Data items:
__________

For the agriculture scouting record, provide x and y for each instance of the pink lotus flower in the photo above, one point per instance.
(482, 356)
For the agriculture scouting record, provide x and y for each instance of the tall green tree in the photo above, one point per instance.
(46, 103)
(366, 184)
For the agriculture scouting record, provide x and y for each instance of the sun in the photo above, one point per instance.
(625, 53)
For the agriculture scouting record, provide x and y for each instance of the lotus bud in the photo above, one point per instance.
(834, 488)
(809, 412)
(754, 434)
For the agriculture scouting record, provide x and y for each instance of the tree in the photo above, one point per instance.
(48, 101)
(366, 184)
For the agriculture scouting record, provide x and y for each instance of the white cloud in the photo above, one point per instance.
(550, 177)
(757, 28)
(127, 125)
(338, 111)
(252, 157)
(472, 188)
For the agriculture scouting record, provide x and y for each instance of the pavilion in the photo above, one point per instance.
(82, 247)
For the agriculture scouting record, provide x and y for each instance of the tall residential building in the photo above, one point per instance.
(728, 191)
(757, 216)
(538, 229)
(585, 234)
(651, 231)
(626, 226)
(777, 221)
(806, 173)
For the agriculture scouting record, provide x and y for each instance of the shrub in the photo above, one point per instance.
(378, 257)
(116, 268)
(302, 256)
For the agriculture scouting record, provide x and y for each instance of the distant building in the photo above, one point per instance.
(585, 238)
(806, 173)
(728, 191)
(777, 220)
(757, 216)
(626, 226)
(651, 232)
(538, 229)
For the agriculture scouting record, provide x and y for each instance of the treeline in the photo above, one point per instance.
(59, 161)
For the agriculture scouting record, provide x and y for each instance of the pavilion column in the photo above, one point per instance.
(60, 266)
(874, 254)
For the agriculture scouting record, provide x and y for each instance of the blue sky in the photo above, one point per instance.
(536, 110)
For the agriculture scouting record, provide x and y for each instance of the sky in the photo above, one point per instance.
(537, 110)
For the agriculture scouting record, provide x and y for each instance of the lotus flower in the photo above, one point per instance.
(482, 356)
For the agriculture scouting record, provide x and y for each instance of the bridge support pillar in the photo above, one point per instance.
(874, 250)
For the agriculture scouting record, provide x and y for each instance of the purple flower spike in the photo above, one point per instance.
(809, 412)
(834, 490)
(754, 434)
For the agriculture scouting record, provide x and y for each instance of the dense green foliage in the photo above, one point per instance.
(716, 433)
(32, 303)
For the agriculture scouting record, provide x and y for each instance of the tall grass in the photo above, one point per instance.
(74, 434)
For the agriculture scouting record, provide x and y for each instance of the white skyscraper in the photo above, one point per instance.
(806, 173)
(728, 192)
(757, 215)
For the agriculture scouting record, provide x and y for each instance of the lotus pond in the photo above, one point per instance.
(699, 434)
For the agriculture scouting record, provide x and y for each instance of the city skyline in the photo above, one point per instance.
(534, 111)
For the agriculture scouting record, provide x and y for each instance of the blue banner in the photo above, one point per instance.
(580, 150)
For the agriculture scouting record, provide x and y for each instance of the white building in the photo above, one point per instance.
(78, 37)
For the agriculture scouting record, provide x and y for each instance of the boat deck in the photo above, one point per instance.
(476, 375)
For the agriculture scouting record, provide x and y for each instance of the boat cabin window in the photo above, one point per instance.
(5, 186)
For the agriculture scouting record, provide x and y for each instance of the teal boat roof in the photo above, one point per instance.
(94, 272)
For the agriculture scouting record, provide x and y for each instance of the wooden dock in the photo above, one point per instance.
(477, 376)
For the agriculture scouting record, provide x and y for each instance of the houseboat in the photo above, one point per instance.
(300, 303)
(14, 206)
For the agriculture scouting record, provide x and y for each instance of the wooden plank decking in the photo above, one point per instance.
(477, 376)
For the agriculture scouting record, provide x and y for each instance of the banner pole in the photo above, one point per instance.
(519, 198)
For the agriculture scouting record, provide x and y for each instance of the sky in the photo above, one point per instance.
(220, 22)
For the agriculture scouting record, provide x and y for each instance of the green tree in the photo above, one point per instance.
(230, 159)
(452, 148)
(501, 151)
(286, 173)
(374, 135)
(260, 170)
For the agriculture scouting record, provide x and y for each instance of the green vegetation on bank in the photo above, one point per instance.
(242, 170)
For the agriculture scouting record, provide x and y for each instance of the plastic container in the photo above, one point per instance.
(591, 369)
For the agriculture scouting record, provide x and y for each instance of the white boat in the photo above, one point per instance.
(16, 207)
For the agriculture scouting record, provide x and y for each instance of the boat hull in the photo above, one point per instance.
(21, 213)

__________

*About this task*
Go through the records and print each one exactly.

*Answer to the exercise*
For the agriculture scouting record, provide x and y for each instance of the pink lotus flower in the photo above, one point per instance.
(482, 356)
For the agriculture scouting record, provide x and y for each instance of the tall green tree in the photo above, one point per instance.
(46, 103)
(366, 184)
For the agriculture scouting record, provide x and y for each instance of the sun in the photo above, one point per instance.
(625, 53)
For the agriculture scouting record, provide x and y for each instance of the lotus bud in the photo above, one point per instance.
(834, 488)
(809, 412)
(754, 434)
For the agriculture scouting record, provide x and y for each instance of the tree in the photo above, one point per instance.
(48, 101)
(366, 184)
For the agriculture scouting record, provide x and y for each instance of the white cloud in the photo above, one point per instance.
(550, 177)
(757, 28)
(127, 125)
(338, 111)
(252, 157)
(472, 188)
For the agriculture scouting record, provide x and y for each instance of the pavilion in the photo above, one point per instance.
(82, 247)
For the agriculture scouting record, provide x and y for each instance of the tall residential building in the photo above, one point per instance.
(728, 191)
(757, 216)
(538, 229)
(585, 234)
(651, 231)
(626, 226)
(777, 221)
(806, 173)
For the agriculture scouting record, provide x and y for each instance of the shrub in the photo above, one point per instance.
(378, 257)
(116, 268)
(302, 256)
For the agriculture scouting record, provide x and y for each instance of the distant building in the photo above, one point per instance.
(585, 238)
(806, 173)
(728, 191)
(777, 220)
(757, 216)
(626, 226)
(651, 232)
(538, 229)
For the agriculture scouting record, provide x and y for each instance of the treeline in the photo above, one point per instance.
(59, 161)
For the agriculture scouting record, provide x and y for each instance of the pavilion column in the photo above, one point per instance.
(60, 266)
(874, 254)
For the agriculture scouting record, provide x and y for each instance of the blue sky in the photo above, one point per instance.
(536, 110)
For the agriculture scouting record, provide x and y for each instance of the sky in the photo above, one point per instance.
(537, 110)
For the agriculture scouting record, provide x and y for each instance of the lotus flower in the photo above, one point per instance.
(482, 356)
For the agriculture scouting record, provide x and y for each instance of the bridge support pillar in the photo above, one point per instance.
(874, 250)
For the agriculture scouting record, provide x and y for each instance of the purple flower spike in the photo above, one point per instance.
(809, 412)
(834, 490)
(754, 434)
For the agriculture scouting record, provide x and y for each instance of the dense green foliage in the photo above, one point per instance.
(716, 433)
(32, 303)
For the agriculture scouting record, provide x and y for each instance of the tall grass in the photo above, one point per instance.
(74, 434)
For the agriculture scouting record, provide x and y for each instance of the white skyscraper in the photo above, one point per instance.
(806, 173)
(728, 192)
(757, 215)
For the agriculture scouting record, provide x and y for each instance of the lotus pond in the photo above, one point per instance.
(699, 434)
For the agriculture scouting record, provide x and y for each instance of the city skyline in the photo above, one point per instance.
(534, 111)
For the agriculture scouting record, provide x and y for each instance of the blue banner in the photo above, one point per instance.
(580, 150)
For the agriculture scouting record, provide x and y for each instance of the white building in the photo above, one point per instance.
(78, 37)
For the agriculture scouting record, provide x and y for each instance of the boat deck in the photo above, one point per instance.
(476, 375)
For the agriculture scouting record, provide x and y for each instance of the boat cabin window in the photo above, one point per instance.
(5, 186)
For the agriculture scouting record, provide x and y for each instance of the teal boat roof in the photo above, one point per instance.
(94, 272)
For the agriculture scouting record, provide x and y for each instance of the wooden dock in the photo above, one point per instance.
(477, 376)
For the agriculture scouting record, provide x and y for each instance of the houseboat in the photo above, one point per instance.
(300, 303)
(14, 206)
For the agriculture scouting record, provide x and y for each instance of the wooden plank decking in the photo above, one point per instance.
(477, 376)
For the agriculture scouting record, provide x and y for each instance of the banner pole in the photo above, one point per instance.
(519, 198)
For the agriculture scouting record, provide x and y for each instance of the sky in the photo above, one point per instance.
(220, 22)
For the agriculture scouting record, provide x and y for each instance of the green tree in the photo above, one point per instance.
(230, 159)
(452, 148)
(501, 151)
(286, 173)
(374, 135)
(260, 170)
For the agriculture scouting record, provide x and y for each instance of the green vegetation on bank in the photo above, one point per instance.
(242, 170)
For the agriculture scouting record, provide x and y for each instance of the plastic container in the photo above, one point per instance.
(591, 369)
For the agriculture scouting record, provide x and y for each instance of the white boat in the photo above, one point per instance.
(16, 207)
For the agriculture scouting record, provide x and y for each instance of the boat hull in the photo above, one point per instance.
(21, 213)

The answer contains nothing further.